>> BEGIN DATA PROVIDED

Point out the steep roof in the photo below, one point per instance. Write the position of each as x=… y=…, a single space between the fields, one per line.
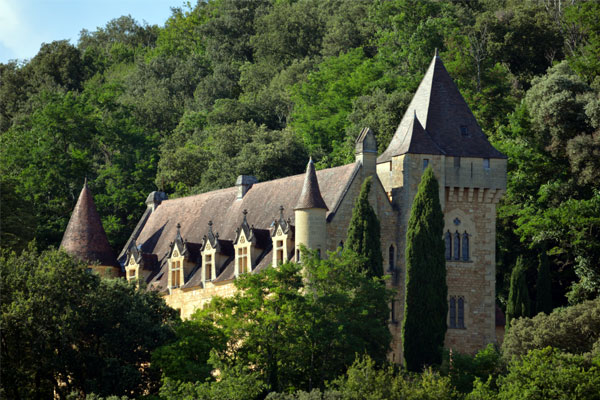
x=84 y=237
x=311 y=194
x=445 y=116
x=224 y=209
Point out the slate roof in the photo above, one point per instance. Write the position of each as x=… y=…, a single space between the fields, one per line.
x=445 y=116
x=311 y=194
x=263 y=201
x=84 y=237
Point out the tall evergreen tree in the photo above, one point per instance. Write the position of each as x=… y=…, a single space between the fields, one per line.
x=518 y=296
x=543 y=295
x=426 y=305
x=364 y=234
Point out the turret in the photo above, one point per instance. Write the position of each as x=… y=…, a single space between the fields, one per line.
x=366 y=151
x=85 y=238
x=310 y=214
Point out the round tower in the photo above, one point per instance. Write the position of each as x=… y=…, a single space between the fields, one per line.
x=310 y=215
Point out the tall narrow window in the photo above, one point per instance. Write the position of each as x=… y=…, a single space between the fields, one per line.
x=465 y=246
x=243 y=259
x=448 y=241
x=461 y=313
x=452 y=311
x=457 y=246
x=208 y=266
x=175 y=274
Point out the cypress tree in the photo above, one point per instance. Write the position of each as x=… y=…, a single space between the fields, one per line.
x=426 y=305
x=364 y=234
x=543 y=287
x=518 y=295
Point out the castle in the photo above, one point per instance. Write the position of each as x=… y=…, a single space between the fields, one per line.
x=193 y=248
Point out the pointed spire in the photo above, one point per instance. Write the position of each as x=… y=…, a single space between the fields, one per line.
x=417 y=141
x=445 y=116
x=311 y=195
x=85 y=237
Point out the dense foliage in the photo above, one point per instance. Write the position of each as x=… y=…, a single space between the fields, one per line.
x=65 y=330
x=364 y=233
x=518 y=304
x=426 y=305
x=291 y=327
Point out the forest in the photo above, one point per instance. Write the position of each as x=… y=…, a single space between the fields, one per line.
x=231 y=87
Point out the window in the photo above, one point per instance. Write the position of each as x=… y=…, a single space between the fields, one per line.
x=175 y=274
x=279 y=247
x=452 y=312
x=457 y=246
x=465 y=248
x=457 y=312
x=448 y=241
x=208 y=267
x=243 y=259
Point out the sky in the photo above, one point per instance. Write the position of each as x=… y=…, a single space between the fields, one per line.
x=26 y=24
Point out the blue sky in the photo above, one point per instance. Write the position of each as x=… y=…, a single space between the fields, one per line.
x=26 y=24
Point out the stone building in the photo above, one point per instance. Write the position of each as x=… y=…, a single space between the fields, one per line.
x=193 y=248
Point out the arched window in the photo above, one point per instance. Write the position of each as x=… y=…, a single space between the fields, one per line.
x=457 y=246
x=465 y=246
x=461 y=313
x=448 y=240
x=452 y=311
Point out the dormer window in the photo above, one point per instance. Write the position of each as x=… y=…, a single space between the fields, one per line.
x=279 y=252
x=282 y=236
x=242 y=255
x=175 y=274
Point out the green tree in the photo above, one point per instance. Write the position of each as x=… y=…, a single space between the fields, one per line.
x=543 y=286
x=426 y=289
x=518 y=297
x=549 y=374
x=298 y=331
x=364 y=233
x=65 y=330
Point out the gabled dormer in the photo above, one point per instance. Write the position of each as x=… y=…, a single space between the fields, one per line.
x=139 y=265
x=215 y=253
x=282 y=235
x=183 y=258
x=249 y=244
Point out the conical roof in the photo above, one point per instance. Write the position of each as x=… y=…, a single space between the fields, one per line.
x=311 y=194
x=84 y=237
x=445 y=116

>> END DATA PROVIDED

▶ YOUR TASK
In your copy, leave out the pictures and reproduce the material above exactly.

▶ FULL SOLUTION
Point out the steep roof in the photo below, one point per instance. Write the position of each as x=… y=…, a single space between the fields, one per line.
x=84 y=237
x=311 y=194
x=445 y=116
x=224 y=209
Point out the slate roof in the photo above, one point per instance. Write the position of each as x=… y=…, a single space between the fields, one per line.
x=445 y=116
x=311 y=194
x=263 y=201
x=84 y=237
Point out the tall evergreen tree in the photo above, one point per instance. Write the position of each as x=… y=…, a single space between the fields, one per line.
x=518 y=296
x=543 y=295
x=426 y=305
x=364 y=234
Point out the turret in the photo above, one point per instance. Write the position of each as x=… y=…, a single space between the fields, one per line.
x=366 y=151
x=85 y=238
x=310 y=214
Point out the round tower in the photo above, one point per instance. Write the position of each as x=… y=…, a single space between the fields, one per line.
x=310 y=215
Point out the tall narrow window in the photo above, one point per instance. Write the position of each as x=… y=…, a single space between the fields, one per line.
x=465 y=246
x=243 y=259
x=448 y=241
x=461 y=313
x=452 y=311
x=457 y=246
x=208 y=266
x=175 y=274
Point out the cypress tree in the photo above, one point per instance. Write the position of each as x=… y=…, a single space between the fields, one per line.
x=426 y=305
x=364 y=234
x=543 y=287
x=518 y=295
Point out the castle in the photo above, one point per instance. Write the position of each as x=… y=…, a single space between the fields, one per line.
x=193 y=248
Point out the pointed spire in the photo above, one point per instance. Write the position of each as x=… y=…, a single space between the fields, one per line.
x=417 y=141
x=445 y=116
x=311 y=195
x=85 y=237
Point out the dense foliage in the photo above, one point per instance. Write the position of each as x=… y=…, a single space between the fields, one per line.
x=65 y=330
x=364 y=233
x=518 y=304
x=426 y=305
x=291 y=327
Point out the forest in the photo above, one point per instance. Write the position of each as x=… y=…, a single space between the fields, one per line.
x=231 y=87
Point out the window in the photo above, one point per instance. Write the position of each as x=… y=…, a single space between the fields, one per line.
x=175 y=274
x=279 y=247
x=452 y=312
x=457 y=246
x=465 y=248
x=457 y=312
x=448 y=241
x=208 y=267
x=243 y=259
Point out the sky in the photo above, one point per instance. Write the position of each as x=… y=…, a single space between the fields, one per line.
x=26 y=24
Point out the blue sky in the photo above, one point per instance. Write the position of each as x=… y=…, a single space between the fields, one per line.
x=26 y=24
Point out the stone building in the photo above, one point per instance. Write the position of each as x=… y=…, a single space between the fields, one per line.
x=193 y=248
Point out the arched window in the photo above, one point per instance. Write the position of each as x=… y=…, a single space between the fields, one per line.
x=457 y=246
x=465 y=246
x=461 y=313
x=448 y=240
x=452 y=311
Point out the dormer window in the photo above, one point per instance. Write the position of each as x=… y=…, a single space between the fields, one per line.
x=279 y=252
x=282 y=236
x=242 y=255
x=175 y=274
Point out the green tree in the photo above, one point per instance. Write the position of each as x=… y=…, a single space between the fields, one per line.
x=543 y=286
x=426 y=289
x=518 y=297
x=549 y=374
x=298 y=331
x=364 y=233
x=65 y=330
Point out the gabled dormer in the photo above, one point per instance. Write the position of each as x=… y=…, a single space between the fields, one per line.
x=139 y=265
x=215 y=253
x=282 y=235
x=183 y=258
x=249 y=244
Point out the conical roof in the photo above, one point per instance. Write the position of each as x=… y=…, a single space between the fields, one per line.
x=311 y=194
x=84 y=237
x=445 y=116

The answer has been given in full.